§ **Dataset records**:
⟨
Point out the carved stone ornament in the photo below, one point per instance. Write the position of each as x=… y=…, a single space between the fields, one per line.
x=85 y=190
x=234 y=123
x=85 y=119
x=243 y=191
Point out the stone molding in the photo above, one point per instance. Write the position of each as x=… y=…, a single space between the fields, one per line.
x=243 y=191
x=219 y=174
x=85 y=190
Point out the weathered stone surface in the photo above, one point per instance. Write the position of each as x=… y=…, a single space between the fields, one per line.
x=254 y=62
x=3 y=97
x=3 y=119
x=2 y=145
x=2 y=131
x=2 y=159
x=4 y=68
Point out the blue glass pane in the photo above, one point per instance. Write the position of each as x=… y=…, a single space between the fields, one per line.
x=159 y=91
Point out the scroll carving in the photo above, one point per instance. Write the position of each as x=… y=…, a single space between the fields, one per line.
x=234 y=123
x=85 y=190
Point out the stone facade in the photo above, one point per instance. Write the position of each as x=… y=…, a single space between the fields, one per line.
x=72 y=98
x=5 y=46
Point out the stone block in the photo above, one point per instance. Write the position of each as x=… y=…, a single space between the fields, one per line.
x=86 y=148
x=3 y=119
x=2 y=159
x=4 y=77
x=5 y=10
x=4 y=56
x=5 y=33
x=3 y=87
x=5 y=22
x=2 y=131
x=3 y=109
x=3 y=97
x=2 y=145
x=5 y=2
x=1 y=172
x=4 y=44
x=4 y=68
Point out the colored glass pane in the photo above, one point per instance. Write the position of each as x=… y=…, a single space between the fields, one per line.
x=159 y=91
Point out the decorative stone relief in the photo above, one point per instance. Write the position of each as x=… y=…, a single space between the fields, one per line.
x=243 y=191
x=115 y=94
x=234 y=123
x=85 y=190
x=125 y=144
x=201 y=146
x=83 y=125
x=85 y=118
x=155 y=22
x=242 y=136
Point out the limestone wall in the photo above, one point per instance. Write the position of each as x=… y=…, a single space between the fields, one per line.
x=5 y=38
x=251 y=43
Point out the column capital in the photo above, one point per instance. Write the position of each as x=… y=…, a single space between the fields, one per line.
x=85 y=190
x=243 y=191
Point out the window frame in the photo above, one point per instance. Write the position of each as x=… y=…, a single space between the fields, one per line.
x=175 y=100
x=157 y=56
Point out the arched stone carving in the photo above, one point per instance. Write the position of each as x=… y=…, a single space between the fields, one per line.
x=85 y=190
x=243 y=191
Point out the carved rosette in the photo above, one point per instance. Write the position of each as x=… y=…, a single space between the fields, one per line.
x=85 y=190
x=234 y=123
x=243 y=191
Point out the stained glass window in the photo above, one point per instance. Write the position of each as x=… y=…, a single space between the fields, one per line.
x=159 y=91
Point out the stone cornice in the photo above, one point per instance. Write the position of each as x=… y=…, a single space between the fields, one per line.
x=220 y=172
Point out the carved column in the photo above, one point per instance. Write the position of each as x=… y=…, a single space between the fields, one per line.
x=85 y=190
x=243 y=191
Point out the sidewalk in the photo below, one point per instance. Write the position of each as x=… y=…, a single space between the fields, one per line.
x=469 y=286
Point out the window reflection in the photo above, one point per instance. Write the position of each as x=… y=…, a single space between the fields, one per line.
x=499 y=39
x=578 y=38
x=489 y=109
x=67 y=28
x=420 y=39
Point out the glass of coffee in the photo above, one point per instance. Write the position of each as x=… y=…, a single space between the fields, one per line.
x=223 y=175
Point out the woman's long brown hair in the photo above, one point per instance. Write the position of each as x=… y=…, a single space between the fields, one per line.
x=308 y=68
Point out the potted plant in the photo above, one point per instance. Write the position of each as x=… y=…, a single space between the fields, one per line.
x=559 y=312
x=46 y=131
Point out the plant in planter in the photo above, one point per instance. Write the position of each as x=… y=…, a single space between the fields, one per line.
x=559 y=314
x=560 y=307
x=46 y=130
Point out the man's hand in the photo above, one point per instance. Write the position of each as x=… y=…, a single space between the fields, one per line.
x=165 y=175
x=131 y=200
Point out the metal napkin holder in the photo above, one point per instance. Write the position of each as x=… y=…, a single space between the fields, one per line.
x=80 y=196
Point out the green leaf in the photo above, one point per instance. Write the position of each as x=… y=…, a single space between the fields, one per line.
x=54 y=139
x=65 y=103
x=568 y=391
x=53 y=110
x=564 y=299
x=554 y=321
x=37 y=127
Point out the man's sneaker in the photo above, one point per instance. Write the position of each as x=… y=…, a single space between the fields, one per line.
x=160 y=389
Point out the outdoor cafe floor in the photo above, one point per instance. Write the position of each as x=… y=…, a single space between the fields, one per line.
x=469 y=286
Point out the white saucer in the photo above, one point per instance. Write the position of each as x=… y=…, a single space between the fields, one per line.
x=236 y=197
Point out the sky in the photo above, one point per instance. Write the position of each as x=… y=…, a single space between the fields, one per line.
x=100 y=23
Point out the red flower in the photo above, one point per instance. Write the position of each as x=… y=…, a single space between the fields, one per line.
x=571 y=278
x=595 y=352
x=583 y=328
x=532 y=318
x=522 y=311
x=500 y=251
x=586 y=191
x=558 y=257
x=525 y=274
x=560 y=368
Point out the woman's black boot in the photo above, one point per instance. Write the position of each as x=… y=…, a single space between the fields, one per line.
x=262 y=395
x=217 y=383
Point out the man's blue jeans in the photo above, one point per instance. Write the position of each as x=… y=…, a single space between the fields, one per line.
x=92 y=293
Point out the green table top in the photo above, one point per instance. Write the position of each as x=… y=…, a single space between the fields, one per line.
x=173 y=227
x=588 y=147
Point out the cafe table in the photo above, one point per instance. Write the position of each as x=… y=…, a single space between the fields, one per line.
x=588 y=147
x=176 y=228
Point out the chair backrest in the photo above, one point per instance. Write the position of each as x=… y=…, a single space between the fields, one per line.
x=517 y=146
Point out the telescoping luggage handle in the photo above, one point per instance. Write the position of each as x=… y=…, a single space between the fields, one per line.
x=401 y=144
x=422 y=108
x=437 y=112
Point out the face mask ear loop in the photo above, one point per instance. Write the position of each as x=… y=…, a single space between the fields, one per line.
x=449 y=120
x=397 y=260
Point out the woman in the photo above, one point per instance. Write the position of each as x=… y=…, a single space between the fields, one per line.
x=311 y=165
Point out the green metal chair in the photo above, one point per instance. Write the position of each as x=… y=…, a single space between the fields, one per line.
⟩
§ **Problem description**:
Copy the records verbatim, taking the stretch from the line that contains "Point out the face" through the line that contains "x=397 y=260", both of those lines included.

§ **Task answer**:
Point out the face mask ear loop in the photo above, one point per instance. Write the position of each as x=… y=…, a single space between the fields, one per line.
x=449 y=120
x=397 y=260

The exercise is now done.